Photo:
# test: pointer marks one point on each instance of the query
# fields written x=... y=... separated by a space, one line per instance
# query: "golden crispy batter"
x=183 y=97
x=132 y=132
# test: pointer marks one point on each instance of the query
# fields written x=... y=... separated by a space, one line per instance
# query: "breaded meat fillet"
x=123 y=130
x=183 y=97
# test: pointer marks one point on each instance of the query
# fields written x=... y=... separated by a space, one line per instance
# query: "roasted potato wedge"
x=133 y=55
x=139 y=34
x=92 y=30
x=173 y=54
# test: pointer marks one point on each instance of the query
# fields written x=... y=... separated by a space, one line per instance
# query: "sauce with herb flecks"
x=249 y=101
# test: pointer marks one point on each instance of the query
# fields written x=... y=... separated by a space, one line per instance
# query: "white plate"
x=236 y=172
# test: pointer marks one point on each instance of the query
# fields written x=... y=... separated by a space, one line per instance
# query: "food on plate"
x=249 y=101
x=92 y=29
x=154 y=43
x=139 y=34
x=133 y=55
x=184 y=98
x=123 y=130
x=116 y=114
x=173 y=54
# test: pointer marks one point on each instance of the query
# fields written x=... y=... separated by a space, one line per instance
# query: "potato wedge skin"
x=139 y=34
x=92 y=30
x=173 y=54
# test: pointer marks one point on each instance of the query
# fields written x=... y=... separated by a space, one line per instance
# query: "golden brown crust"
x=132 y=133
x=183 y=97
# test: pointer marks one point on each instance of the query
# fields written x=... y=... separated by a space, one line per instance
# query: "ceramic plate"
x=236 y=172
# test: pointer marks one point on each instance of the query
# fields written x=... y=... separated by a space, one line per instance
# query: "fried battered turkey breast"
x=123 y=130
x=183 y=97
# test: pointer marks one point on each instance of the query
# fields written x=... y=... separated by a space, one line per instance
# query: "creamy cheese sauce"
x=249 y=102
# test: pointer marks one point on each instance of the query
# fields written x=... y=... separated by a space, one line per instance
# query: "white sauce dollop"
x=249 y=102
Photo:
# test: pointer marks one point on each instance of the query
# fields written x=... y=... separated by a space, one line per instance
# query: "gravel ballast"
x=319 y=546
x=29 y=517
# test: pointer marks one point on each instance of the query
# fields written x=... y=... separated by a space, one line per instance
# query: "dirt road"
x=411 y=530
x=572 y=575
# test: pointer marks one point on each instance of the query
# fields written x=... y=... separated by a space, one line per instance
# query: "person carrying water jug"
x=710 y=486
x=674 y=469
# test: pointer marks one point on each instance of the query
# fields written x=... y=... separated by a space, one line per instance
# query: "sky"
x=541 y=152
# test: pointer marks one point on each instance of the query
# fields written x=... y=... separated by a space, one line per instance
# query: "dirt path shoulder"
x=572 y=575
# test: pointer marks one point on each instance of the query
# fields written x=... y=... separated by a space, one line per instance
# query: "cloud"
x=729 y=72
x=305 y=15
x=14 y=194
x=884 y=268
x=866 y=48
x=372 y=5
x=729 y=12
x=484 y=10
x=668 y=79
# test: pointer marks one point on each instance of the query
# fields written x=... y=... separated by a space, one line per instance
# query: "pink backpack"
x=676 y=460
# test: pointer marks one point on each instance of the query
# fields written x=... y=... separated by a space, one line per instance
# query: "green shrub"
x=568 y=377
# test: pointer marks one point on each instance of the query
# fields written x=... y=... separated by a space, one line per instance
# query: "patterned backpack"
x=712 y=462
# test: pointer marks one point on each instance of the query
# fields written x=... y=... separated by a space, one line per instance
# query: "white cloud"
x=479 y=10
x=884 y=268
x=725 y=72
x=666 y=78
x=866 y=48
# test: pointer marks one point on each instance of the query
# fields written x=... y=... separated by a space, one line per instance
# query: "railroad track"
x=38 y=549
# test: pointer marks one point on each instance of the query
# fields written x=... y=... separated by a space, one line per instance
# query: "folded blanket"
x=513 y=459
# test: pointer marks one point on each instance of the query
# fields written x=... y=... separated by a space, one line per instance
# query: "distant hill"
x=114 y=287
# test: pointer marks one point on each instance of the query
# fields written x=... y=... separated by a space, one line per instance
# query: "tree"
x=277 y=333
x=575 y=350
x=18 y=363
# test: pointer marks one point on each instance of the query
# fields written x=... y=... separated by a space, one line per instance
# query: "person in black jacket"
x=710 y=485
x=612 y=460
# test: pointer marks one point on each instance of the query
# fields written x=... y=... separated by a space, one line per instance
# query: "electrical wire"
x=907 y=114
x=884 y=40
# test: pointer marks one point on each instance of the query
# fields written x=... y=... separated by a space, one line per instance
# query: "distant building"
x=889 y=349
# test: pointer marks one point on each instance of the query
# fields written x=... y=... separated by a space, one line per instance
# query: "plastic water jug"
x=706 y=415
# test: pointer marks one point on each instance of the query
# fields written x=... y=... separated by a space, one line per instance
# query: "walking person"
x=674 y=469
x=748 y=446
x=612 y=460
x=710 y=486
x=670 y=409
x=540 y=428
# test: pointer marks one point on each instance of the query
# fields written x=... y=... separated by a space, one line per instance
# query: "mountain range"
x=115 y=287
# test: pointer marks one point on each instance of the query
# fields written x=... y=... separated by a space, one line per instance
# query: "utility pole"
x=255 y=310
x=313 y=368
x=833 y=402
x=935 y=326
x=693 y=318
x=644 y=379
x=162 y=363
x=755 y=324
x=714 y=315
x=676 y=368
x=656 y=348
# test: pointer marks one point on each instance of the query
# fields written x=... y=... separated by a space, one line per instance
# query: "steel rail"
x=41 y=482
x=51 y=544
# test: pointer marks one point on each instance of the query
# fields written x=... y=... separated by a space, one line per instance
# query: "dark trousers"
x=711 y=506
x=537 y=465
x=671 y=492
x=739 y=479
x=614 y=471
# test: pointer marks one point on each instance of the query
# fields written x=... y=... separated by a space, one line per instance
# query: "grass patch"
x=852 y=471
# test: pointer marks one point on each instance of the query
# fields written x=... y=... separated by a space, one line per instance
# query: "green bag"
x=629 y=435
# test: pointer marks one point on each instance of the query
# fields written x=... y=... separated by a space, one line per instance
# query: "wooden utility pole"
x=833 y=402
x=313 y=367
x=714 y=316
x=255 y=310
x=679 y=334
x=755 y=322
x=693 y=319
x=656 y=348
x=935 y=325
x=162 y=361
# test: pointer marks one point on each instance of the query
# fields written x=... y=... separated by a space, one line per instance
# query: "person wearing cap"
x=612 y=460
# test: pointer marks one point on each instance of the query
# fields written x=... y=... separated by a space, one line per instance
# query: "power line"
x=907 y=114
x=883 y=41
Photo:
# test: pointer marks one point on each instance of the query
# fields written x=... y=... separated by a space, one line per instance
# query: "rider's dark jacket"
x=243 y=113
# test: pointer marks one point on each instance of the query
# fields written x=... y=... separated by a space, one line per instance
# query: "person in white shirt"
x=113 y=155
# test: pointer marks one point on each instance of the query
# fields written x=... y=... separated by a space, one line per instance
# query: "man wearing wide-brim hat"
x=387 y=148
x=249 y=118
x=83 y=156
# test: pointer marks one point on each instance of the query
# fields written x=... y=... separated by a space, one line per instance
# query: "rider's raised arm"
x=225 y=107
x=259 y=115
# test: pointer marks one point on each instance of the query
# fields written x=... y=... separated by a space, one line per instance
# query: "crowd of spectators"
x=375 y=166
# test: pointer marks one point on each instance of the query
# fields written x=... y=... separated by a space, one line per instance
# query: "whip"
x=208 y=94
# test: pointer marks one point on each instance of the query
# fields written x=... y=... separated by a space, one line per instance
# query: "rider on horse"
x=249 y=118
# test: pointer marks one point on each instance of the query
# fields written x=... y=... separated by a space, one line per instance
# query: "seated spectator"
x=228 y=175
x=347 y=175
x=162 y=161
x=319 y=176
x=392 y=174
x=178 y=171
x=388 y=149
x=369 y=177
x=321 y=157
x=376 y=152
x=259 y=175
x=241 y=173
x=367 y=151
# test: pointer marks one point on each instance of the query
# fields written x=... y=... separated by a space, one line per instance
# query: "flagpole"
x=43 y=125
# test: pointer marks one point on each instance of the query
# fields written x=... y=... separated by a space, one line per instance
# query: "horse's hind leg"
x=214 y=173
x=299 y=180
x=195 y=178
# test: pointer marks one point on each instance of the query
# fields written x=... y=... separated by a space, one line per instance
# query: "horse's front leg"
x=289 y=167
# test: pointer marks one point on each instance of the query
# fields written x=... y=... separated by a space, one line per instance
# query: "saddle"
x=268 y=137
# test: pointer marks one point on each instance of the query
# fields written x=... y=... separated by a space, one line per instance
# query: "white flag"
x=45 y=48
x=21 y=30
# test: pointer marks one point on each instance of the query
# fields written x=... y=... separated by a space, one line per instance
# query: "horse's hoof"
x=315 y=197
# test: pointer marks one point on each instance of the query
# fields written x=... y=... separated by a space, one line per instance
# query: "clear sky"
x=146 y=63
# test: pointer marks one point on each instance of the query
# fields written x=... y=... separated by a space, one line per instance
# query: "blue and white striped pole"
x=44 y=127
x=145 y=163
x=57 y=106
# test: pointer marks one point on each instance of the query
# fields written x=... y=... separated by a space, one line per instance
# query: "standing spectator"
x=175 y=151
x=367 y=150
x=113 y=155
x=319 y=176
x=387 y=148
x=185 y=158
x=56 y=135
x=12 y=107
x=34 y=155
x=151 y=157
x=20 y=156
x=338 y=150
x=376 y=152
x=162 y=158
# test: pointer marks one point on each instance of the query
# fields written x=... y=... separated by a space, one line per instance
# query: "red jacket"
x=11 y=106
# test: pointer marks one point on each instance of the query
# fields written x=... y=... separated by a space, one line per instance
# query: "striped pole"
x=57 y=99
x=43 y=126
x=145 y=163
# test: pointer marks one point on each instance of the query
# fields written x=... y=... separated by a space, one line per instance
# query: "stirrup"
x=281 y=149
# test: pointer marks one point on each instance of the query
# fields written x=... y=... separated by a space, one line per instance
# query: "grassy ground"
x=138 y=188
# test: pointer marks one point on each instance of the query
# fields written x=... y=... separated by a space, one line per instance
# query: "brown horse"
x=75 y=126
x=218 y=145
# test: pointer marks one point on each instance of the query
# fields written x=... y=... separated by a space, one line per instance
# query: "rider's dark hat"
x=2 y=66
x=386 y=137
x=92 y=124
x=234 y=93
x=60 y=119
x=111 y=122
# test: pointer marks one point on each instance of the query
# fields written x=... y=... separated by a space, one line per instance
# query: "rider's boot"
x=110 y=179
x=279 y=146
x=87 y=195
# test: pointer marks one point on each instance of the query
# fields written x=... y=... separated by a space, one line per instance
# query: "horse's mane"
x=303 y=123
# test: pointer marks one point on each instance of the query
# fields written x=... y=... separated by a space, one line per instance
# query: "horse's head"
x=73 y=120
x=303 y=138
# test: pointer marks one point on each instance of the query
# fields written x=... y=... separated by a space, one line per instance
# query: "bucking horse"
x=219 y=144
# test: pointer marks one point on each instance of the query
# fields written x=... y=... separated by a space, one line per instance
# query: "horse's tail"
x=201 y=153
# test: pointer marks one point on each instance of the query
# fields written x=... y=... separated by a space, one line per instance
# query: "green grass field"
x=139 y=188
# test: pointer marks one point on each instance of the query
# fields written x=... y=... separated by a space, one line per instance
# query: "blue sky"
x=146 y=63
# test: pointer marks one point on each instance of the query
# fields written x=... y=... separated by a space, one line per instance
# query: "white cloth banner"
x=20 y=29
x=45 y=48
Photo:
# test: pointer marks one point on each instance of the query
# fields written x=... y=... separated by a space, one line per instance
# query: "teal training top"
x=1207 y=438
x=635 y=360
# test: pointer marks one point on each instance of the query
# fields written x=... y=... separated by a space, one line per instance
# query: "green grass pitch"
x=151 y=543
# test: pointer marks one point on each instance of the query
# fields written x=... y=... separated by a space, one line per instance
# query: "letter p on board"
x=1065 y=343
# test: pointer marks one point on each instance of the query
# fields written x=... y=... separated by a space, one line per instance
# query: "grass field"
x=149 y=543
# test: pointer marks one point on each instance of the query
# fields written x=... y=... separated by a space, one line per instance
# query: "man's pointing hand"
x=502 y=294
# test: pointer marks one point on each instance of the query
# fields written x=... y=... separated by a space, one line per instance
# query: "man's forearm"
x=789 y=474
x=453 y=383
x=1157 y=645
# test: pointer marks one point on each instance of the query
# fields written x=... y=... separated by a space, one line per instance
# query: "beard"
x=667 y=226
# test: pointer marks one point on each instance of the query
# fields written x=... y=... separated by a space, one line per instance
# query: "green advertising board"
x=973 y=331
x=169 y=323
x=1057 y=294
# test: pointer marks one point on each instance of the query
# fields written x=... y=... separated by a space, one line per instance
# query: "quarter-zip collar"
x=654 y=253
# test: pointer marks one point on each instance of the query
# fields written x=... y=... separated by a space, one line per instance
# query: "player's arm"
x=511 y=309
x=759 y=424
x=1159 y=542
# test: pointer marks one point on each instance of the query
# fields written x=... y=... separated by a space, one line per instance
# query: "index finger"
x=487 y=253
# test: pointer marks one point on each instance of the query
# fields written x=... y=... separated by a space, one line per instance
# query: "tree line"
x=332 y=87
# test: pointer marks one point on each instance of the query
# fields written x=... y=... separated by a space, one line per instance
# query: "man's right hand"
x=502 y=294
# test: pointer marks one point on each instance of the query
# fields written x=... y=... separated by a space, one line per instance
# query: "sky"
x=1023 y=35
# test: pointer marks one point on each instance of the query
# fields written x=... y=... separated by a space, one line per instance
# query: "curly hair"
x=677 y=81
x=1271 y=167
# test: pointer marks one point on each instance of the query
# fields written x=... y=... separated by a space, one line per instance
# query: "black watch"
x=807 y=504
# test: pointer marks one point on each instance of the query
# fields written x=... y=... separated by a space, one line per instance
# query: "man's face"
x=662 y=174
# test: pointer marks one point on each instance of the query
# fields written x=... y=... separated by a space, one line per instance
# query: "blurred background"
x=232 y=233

^^^^^^^^

上の行のうち、「white」という語を含む行をすべて抜き出す。

出力 =
# query: "white plate"
# query: "white sauce dollop"
# query: "white cloud"
# query: "person in white shirt"
# query: "white flag"
# query: "blue and white striped pole"
# query: "white cloth banner"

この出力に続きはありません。